- Exercices
1. Recopiez le passage du texte sur le débarquement de Normandie qui va de « I Depuis l'été » à « service du Nazisme. ».
2. Répondez brièvement à ces questions sur le texte sur le débarquement de Normandie :
(a) Combien d'hommes l'URSS avait-elle perdus en 3 ans ?
(b) Combien de divisions allemandes se trouvaient face à l'Armée Rouge ?
(c) Quelles villes les bombardements préalables ont-ils écrasées ?
3. Écrivez la suite du texte sur le débarquement de Normandie, en partant de sa dernière phrase.

- Texte fourni
I Depuis l'été 1941, l'URSS soutenait SEULE le choc de l'invasion allemande. Elle avait déjà en 3 ans perdu plus de 20 millions d'hommes. Durant ces années, les dirigeants Soviétiques n'ont cessé de demander à leurs alliés anglo-saxons l'ouverture d'un " Second Front " à l'Ouest: 170 divisions allemandes étaient face à l'Armée Rouge, et aux partisans soviétiques (Russes, Ukrainiens, Caucasiens, etc ), soit environ 80 pour cent des forces au service du Nazisme.
Les dirigeants occidentaux avaient jusque-là refuse un débarquement à l'ouest du continent, et s'étaient contentés de le faire en Afrique du Nord Petainiste. C'est seulement après la défaite allemande à Stalingrad qu'ils ont décidé l'opération de Normandie: on sait depuis que certains chefs occidentaux redoutaient de voir l'Armée soviétique arriver jusqu'à Berlin, seule : risque majeur pour l' après-guerre, selon Churchill et le général Eisenhower.

Il serait anormal de sous-estimer le courage des soldats États-uniens, Britanniques, Canadiens ou Australiens, qui ont débarqué le 6 juin en Normandie, au prix de lourdes pertes; car les bombardements préalables n'avaient pas réussi à détruire les défenses allemandes, mais seulement à écraser les villes autour de Caen, en y faisant des milliers de victimes civiles.

- Extrait de données
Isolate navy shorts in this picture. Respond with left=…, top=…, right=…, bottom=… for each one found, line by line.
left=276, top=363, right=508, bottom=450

- Corrigés
1.
I Depuis l'été 1941, l'URSS soutenait SEULE le choc de l'invasion allemande. Elle avait déjà en 3 ans perdu plus de 20 millions d'hommes. Durant ces années, les dirigeants Soviétiques n'ont cessé de demander à leurs alliés anglo-saxons l'ouverture d'un " Second Front " à l'Ouest: 170 divisions allemandes étaient face à l'Armée Rouge, et aux partisans soviétiques (Russes, Ukrainiens, Caucasiens, etc ), soit environ 80 pour cent des forces au service du Nazisme.

2.
(a) Plus de 20 millions d'hommes.
(b) 170 divisions allemandes.
(c) Les villes autour de Caen.

3.
L'historien honnête doit réduire le Front Ouest-allemand à ses proportions réelles dans l'ensemble du conflit mondial: Les USA ont perdu durant la 2 ème Guerre mondiale environ 300 000 soldats, dont une partie dans la guerre du Pacifique contre le Japon. Faut- il rappeler que 30 millions de citoyens soviétiques y ont perdu la vie, et que 80 pour cent des morts allemands sur tous les fronts sont tombes sur celui de l'est ?

Le discours du Président Hollande lors de la commémoration à été très loin dans le sens du détournement des faits historiques: par exemple en mettant en avant le Commando Kieffer, un groupe de militaires français engages dans l'armée britannique, alors qu'il n'a pas cité une fois le Général de Gaulle et les" Français Libres ",qui furent exclus du débarquement du 6 juin par les chefs anglo-saxons Il a tu aussi le rôle primordial de la Résistance française, qui a permis l'avancée des GIs vers Paris en s'opposant à la venue de renforts allemands depuis le Sud-Ouest français.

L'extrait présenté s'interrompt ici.